Task objective —
Find the lines in these entries that include the word "points" and state how many there are, with no other words.
*** Block opens ***
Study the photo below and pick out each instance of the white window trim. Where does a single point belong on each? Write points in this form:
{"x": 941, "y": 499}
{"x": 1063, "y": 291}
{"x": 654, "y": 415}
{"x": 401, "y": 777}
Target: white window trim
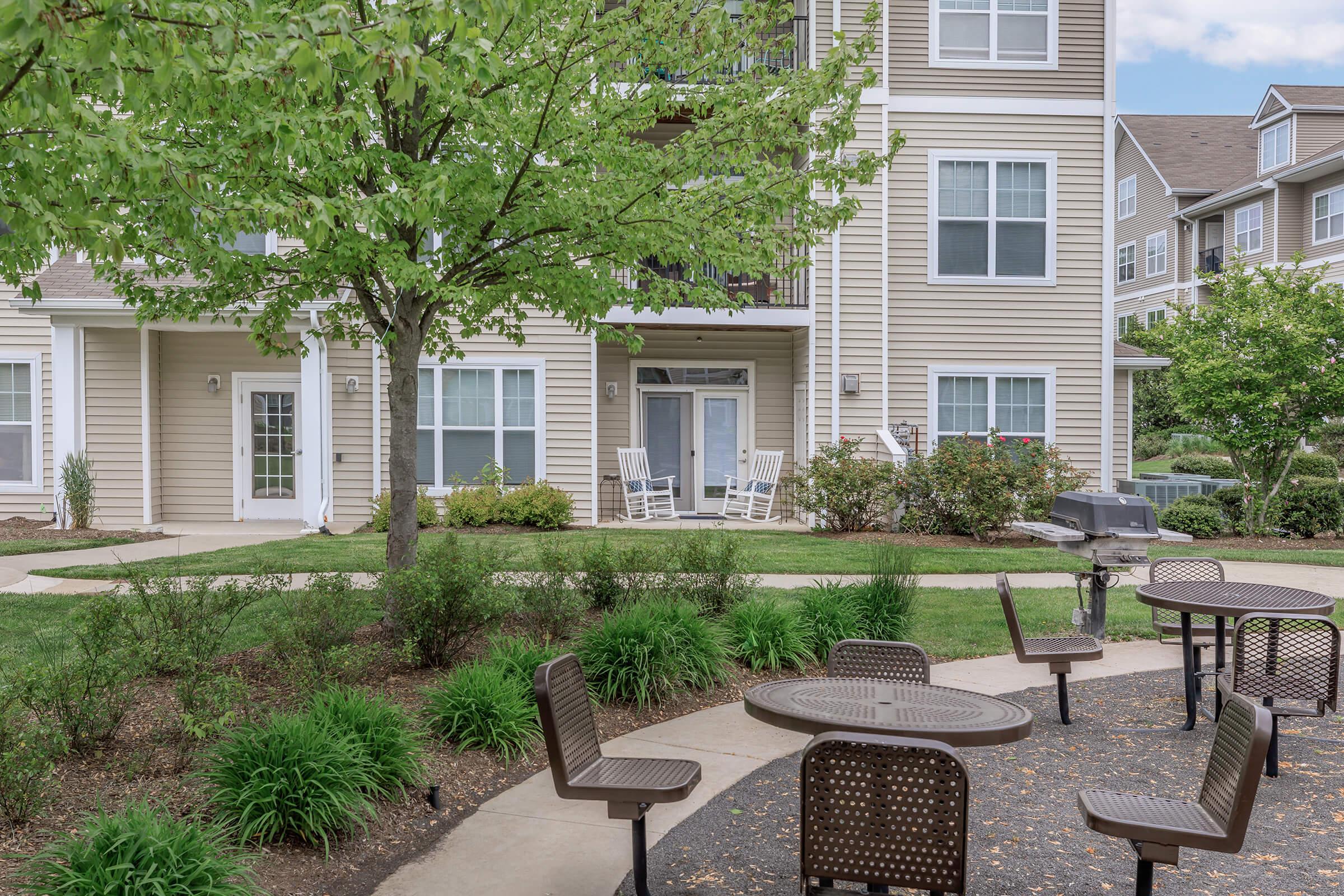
{"x": 492, "y": 365}
{"x": 39, "y": 472}
{"x": 1133, "y": 191}
{"x": 1150, "y": 272}
{"x": 1249, "y": 230}
{"x": 992, "y": 157}
{"x": 991, "y": 371}
{"x": 1133, "y": 248}
{"x": 1338, "y": 189}
{"x": 1050, "y": 63}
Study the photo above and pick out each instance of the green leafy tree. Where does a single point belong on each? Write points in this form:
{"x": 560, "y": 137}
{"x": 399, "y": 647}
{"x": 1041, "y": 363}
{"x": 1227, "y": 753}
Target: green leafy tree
{"x": 449, "y": 169}
{"x": 1260, "y": 367}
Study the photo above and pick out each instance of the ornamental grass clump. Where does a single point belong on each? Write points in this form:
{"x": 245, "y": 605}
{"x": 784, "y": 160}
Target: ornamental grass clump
{"x": 482, "y": 706}
{"x": 140, "y": 850}
{"x": 290, "y": 776}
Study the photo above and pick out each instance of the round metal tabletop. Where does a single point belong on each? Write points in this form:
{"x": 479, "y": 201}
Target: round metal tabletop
{"x": 1233, "y": 598}
{"x": 870, "y": 706}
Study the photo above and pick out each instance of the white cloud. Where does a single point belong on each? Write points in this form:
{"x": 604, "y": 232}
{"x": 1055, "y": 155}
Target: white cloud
{"x": 1234, "y": 32}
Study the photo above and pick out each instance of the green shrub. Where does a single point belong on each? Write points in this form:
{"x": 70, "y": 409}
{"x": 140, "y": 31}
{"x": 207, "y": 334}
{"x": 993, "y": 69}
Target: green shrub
{"x": 1197, "y": 515}
{"x": 651, "y": 649}
{"x": 769, "y": 634}
{"x": 831, "y": 612}
{"x": 140, "y": 850}
{"x": 888, "y": 598}
{"x": 483, "y": 707}
{"x": 469, "y": 507}
{"x": 847, "y": 492}
{"x": 381, "y": 511}
{"x": 536, "y": 504}
{"x": 77, "y": 489}
{"x": 291, "y": 774}
{"x": 1315, "y": 464}
{"x": 1220, "y": 468}
{"x": 381, "y": 731}
{"x": 447, "y": 601}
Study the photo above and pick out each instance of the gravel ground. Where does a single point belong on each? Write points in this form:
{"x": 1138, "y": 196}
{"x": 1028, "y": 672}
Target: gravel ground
{"x": 1026, "y": 833}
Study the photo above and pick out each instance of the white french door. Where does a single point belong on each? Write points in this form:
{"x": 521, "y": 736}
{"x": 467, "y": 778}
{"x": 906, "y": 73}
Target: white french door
{"x": 268, "y": 476}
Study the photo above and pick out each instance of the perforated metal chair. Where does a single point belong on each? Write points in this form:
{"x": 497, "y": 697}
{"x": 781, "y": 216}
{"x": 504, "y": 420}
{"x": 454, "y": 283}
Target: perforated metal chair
{"x": 1060, "y": 652}
{"x": 1280, "y": 656}
{"x": 1158, "y": 828}
{"x": 885, "y": 812}
{"x": 889, "y": 660}
{"x": 581, "y": 772}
*** Block closes ***
The answer —
9